* start Text provided *

Have you been to an Alanon face to face meeting?? It would really help, getting a sponsor to help you with the steps I think is crucial. I didnt work the steps alone.
We have all been in your shoes Steph, we truly understand...Please keep coming back, you need support in your hour of need. Give Alanon a try, you wont regret it.
Hi Step I hear your pain and sadness!! Alanon will help. Thee steps will come In the beginning relief will come by simply :
Going to meetings, breaking the isolation Reading a daily reader each day, Calling alanon members and or posting your pain or success here Learning to stay focused in the day and the moment. So as not to project to the future and grieve over the past. This can be done by repeating the serenity prayer or a slogan over and over until your mind shifts. Make sure to rest,, eat healthy, come her often and connect Make as asset list You have many and Make a gratitude list That is how I suggest my sponsees start out and then after some pain has been lifted we move to the steps
The steps should be worked with a sponsor by reading from the Paths to Recovery , or the 12 and 12 -writing out your position and then working with a sponsor to make sure you understand the step They are not done perfectlyonly once. We each repeat them as needed.

* end Text provided *
* start Supplied information *

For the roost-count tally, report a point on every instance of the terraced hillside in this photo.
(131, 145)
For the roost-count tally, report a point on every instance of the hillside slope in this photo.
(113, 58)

* end Supplied information *

In the text about Al-Anon, which two lists does one writer suggest sponsees make when starting out? The material is separate from the text about Al-Anon.

An asset list and a gratitude list.